Rubyクライアントからデータを入れて、試しに検索してみます。

データ投入

Gemfile
# frozen_string_literal: true

source "https://rubygems.org"

git_source(:github) { |repo_name| "https://github.com/#{repo_name}" }

gem "meilisearch", "~> 0.16.1"
require "meilisearch"

MEILI_URL = "http://localhost:7700"

documents = [
  {
    id: 1,
    title: "Superman",
  },
  {
    id: 2,
    title: "Bat Man",
  },
  {
    id: 3,
    title: "日本の映画",
  },
  {
    id: 4,
    title: "日本映画",
  },
]

res = MeiliSearch::Client.new(MEILI_URL)
  .index("movies")
  .add_documents(documents)

pp res
❯ bundle exec ruby add_documents.rb
{"updateId"=>0}

❯ bundle exec ruby add_documents.rb
{"updateId"=>1}

❯ bundle exec ruby add_documents.rb
{"updateId"=>2}

成功しました。
叩く度に updatedId っていうのがインクリメントされて返ってきますね

検索

require "meilisearch"

MEILI_URL = "http://localhost:7700"

index = MeiliSearch::Client.new(MEILI_URL)
  .index("movies")

puts "-" * 100
pp index.search("man")

puts "-" * 100
pp index.search("映画")

================================

### 短い課題 A
この下に並ぶ行をすべて、一字も変えずにそのまま返してください。

### 行の抜粋

================================

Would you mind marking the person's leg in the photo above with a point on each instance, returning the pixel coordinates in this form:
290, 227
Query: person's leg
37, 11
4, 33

================================

### 短い課題 B
本文のコードで、接続先の MEILI_URL に指定されているURLは何か。

### 回答 A
Would you mind marking the person's leg in the photo above with a point on each instance, returning the pixel coordinates in this form:
290, 227
Query: person's leg
37, 11
4, 33

### 回答 B
http://localhost:7700